> [WHAT THIS TASK INVOLVES] Your task is to write out all of the records once more, exactly.

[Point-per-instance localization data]

------------------------

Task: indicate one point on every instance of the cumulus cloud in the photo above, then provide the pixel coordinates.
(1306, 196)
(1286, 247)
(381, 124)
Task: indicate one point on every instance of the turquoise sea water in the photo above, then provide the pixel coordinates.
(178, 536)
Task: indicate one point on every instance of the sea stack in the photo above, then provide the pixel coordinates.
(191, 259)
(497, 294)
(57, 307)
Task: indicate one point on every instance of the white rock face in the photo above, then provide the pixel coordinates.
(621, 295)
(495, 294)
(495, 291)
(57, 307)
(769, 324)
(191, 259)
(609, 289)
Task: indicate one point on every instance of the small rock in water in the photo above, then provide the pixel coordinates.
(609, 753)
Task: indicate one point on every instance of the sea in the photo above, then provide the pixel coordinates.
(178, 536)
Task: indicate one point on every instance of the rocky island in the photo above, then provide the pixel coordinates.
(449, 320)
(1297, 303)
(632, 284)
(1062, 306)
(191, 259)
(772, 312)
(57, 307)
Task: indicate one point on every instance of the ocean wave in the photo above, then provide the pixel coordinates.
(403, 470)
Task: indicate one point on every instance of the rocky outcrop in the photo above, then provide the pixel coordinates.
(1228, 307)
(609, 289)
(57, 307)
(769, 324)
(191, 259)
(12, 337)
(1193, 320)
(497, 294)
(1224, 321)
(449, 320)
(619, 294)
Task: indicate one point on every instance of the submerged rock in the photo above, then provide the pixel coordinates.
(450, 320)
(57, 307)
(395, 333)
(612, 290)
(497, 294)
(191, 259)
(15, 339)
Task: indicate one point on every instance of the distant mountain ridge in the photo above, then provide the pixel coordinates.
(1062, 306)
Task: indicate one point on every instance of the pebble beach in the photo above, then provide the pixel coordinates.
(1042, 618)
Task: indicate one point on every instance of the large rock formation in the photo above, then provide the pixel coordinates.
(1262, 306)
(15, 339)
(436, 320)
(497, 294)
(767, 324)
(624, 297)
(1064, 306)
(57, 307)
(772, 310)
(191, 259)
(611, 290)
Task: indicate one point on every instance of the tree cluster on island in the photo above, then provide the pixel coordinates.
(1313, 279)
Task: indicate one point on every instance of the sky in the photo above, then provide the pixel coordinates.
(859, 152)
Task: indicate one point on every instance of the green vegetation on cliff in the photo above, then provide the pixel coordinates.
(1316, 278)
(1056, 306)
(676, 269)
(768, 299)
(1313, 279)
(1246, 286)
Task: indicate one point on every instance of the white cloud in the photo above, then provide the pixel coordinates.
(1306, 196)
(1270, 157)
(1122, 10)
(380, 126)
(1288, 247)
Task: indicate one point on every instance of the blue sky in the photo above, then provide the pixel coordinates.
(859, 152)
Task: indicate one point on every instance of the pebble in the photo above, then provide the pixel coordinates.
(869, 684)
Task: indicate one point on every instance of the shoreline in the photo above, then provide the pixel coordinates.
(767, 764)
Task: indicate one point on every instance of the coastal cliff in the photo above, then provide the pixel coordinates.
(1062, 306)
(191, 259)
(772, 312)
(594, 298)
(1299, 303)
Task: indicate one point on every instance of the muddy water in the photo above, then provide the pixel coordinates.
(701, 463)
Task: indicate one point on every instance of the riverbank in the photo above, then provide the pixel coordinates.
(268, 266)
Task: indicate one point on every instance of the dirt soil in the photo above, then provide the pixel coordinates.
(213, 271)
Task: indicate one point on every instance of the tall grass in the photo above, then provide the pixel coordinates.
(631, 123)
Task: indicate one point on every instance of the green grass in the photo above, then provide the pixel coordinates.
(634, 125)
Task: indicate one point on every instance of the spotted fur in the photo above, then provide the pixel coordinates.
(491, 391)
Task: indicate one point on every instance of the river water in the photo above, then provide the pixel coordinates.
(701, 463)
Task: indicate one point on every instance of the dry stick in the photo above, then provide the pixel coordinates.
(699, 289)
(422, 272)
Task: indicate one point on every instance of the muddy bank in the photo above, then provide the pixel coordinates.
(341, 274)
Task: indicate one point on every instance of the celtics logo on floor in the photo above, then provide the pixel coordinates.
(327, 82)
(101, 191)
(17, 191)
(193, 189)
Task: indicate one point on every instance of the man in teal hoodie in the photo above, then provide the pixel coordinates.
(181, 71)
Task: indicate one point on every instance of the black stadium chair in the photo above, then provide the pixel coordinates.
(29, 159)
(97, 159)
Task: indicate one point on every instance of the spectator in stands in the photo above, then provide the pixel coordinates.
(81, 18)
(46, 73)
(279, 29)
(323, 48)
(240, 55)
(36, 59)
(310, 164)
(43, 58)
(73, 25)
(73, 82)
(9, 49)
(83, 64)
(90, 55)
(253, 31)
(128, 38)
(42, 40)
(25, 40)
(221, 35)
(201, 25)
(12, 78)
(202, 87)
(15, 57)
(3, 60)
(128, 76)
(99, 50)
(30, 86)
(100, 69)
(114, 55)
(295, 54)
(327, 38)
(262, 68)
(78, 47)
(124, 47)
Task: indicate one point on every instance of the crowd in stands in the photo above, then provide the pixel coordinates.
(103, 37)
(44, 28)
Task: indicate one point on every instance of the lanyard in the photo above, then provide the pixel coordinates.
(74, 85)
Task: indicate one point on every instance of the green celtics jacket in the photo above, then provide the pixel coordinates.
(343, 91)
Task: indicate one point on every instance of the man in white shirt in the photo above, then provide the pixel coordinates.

------------------------

> [OUTPUT OF THE EXERCISE]
Task: indicate one point on every instance of the cumulus cloud in the photo above, then provide the pixel coordinates.
(1306, 196)
(1286, 247)
(381, 124)
Task: indicate one point on every instance of the turquoise sea water in the photo above, then provide the pixel coordinates.
(178, 536)
Task: indicate one point on every instance of the sea stack in the photo above, then provide the pixel coordinates.
(191, 259)
(497, 294)
(57, 307)
Task: indicate one point on every instance of the white rock face in the photo above, then provide the pixel coordinates.
(621, 295)
(495, 294)
(495, 291)
(57, 307)
(769, 324)
(191, 259)
(609, 289)
Task: indicate one point on every instance of the small rock in water in the photo above, then provide the pixel coordinates.
(609, 753)
Task: indicate one point on every instance of the sea in the photo above, then provide the pixel coordinates.
(178, 536)
Task: indicate one point on every instance of the rocky island in the photo above, then provide the pixel coordinates.
(449, 320)
(1297, 303)
(632, 284)
(1062, 306)
(191, 259)
(772, 312)
(57, 307)
Task: indicate one point on every instance of the ocean wave in the photo above, then provide the pixel coordinates.
(403, 470)
Task: indicate one point on every instance of the rocky outcrop in the photo above, then provide the pixel coordinates.
(1228, 307)
(609, 289)
(57, 307)
(769, 324)
(191, 259)
(12, 337)
(1193, 320)
(497, 294)
(1224, 321)
(449, 320)
(619, 294)
Task: indicate one point on every instance of the submerged rock in the photo above, then provide the pixel coordinates.
(450, 320)
(57, 307)
(395, 333)
(612, 290)
(497, 294)
(191, 259)
(15, 339)
Task: indicate one point on every instance of the distant mountain ridge in the photo above, then provide the pixel coordinates.
(1062, 306)
Task: indicate one point on every instance of the pebble beach in the photo above, then provide the pixel coordinates.
(1042, 618)
Task: indicate one point on every instance of the large rock formation in the photo above, then provide the pixel coordinates.
(1262, 306)
(15, 339)
(436, 320)
(497, 294)
(767, 324)
(624, 297)
(1064, 306)
(57, 307)
(772, 310)
(191, 259)
(611, 290)
Task: indicate one point on every instance of the tree cluster on island in the photo above, then provide the pixel coordinates.
(1313, 279)
Task: indicate one point on every instance of the sky in the photo above, then provide the pixel coordinates.
(859, 152)
Task: indicate one point on every instance of the green vegetation on cliff in the photo above, then provide the pixel coordinates.
(1316, 278)
(1056, 306)
(676, 269)
(768, 299)
(1313, 279)
(1246, 286)
Task: indicate one point on every instance of the white cloud in the photo above, then provide the pixel coordinates.
(1306, 196)
(1270, 157)
(1122, 10)
(380, 126)
(1288, 247)
Task: indicate one point on every instance of the blue sky in the photo above, then provide the pixel coordinates.
(859, 152)
Task: indicate one point on every instance of the pebble in the photo above, then provide the pixel coordinates.
(869, 684)
Task: indicate one point on every instance of the shoreline in the photo above, then provide the pixel coordinates.
(767, 764)
Task: indicate one point on every instance of the coastal cliff in the photo above, then provide the pixel coordinates.
(1062, 306)
(191, 259)
(772, 312)
(594, 298)
(1299, 303)
Task: indicate one point on every instance of the muddy water in the photo above, then provide the pixel coordinates.
(701, 463)
Task: indicate one point on every instance of the riverbank in the photo above, then provide the pixel coordinates.
(268, 266)
Task: indicate one point on every instance of the dirt soil in the photo above, then provide the pixel coordinates.
(213, 271)
Task: indicate one point on every instance of the tall grass in the photo above, then provide the pixel coordinates.
(631, 123)
Task: indicate one point on every instance of the green grass in the photo above, then provide the pixel coordinates.
(634, 125)
Task: indicate one point on every instance of the spotted fur in the photo above, then provide the pixel coordinates.
(491, 391)
Task: indicate one point on every instance of the river water in the photo above, then provide the pixel coordinates.
(701, 463)
Task: indicate one point on every instance of the dry stick in the photo above, then provide the pixel coordinates.
(699, 289)
(422, 272)
Task: indicate one point on every instance of the muddy bank in the photo above, then provide the pixel coordinates.
(341, 274)
Task: indicate one point on every instance of the celtics logo on floor in the photo above, then provide the pixel coordinates.
(327, 82)
(101, 191)
(17, 191)
(193, 189)
Task: indicate one point on every instance of the man in teal hoodie in the photo above, then provide the pixel coordinates.
(181, 71)
Task: indicate one point on every instance of the black stadium chair in the photo above, then provide the pixel coordinates.
(29, 159)
(97, 159)
Task: indicate one point on every instance of the spectator in stands in the photo above, then provide the pixel coordinates.
(81, 18)
(46, 73)
(279, 29)
(323, 48)
(240, 55)
(36, 59)
(310, 164)
(43, 58)
(73, 25)
(73, 82)
(9, 49)
(83, 64)
(90, 55)
(253, 31)
(128, 38)
(42, 40)
(25, 40)
(221, 35)
(201, 25)
(12, 78)
(202, 87)
(15, 57)
(3, 60)
(128, 76)
(99, 50)
(30, 86)
(100, 69)
(114, 55)
(295, 54)
(327, 38)
(262, 68)
(78, 47)
(124, 47)
Task: indicate one point on every instance of the crowd in stands in the photo above, then provide the pixel coordinates.
(103, 37)
(44, 28)
Task: indicate one point on every instance of the lanyard in the photo above, then provide the pixel coordinates.
(74, 85)
Task: indicate one point on every instance of the green celtics jacket in the photo above, then provide the pixel coordinates.
(343, 91)
Task: indicate one point on every instance of the man in white shirt in the photo above, then provide the pixel coordinates.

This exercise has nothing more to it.